> **Extract provided**:

Back to School Blitz: Managing the Chaos

You made it through day one of cute outfits, school supplies, and back to school pictures. Now the reality of the season hits you in full force: parent-teacher nights, bagged lunches, extracurricular activities galore!  How can it be that just last week you were wiping the sand from your summer flip flops? It’s easy to feel overwhelmed as a parent, and your kids might also be experiencing huge spikes in their levels of anxiety.  Remember these tips to make the transition smoother for the entire family.

Bedtime schedule

It is important to introduce healthy sleep patterns and keep those patterns throughout the entire week. During the summer our kids might have gotten used to late nights and sleeping in, and it is a shock to their system to suddenly wake up earlier than usual- while it is still dark outside, no less! Remind your kids that going to bed early is not a punishment, but instead it sets the stage for success by improving their attention, memory and general positive attitude the next day.

 Be prepared!

 Arm yourself over the weekend with healthy snacks and easy to assemble lunch options. This will save you a frantic trip to Kroger at 10:00pm on a school night. Take the time each evening (and have your kids help) to prepare lunch, book bags and next day’s clothes. This will save you time and energy in the morning to deal with those frantic searches for favorite hair bands, glasses and missing shoes.

 Visual calendar

 With all the apps and reminders on our electronic devices, you might think the old magnetic white board has outgrown its purpose. Don’t underestimate the power of having a constant visual reminder somewhere in the house of all family members’ different commitments and To Do’s. It gives your child a sense of ownership to make “add ons” to their schedule themselves and lessens your load by giving them ownership to fill their own water bottle or find their mud clogged cleats in the garage before practice.

> **Required actions**:
1. Name each section heading in the back-to-school article above.
2. Rewrite the back-to-school article starting at "Be prepared!" and ending at "and missing shoes.", with "Kroger" changed to "the supermarket".

> **Data**:
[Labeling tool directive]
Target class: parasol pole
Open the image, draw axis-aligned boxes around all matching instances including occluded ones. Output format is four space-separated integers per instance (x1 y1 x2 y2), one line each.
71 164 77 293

> **Solutions below**:
1.
Bedtime schedule
Be prepared!
Visual calendar

2.
Be prepared!

 Arm yourself over the weekend with healthy snacks and easy to assemble lunch options. This will save you a frantic trip to the supermarket at 10:00pm on a school night. Take the time each evening (and have your kids help) to prepare lunch, book bags and next day’s clothes. This will save you time and energy in the morning to deal with those frantic searches for favorite hair bands, glasses and missing shoes.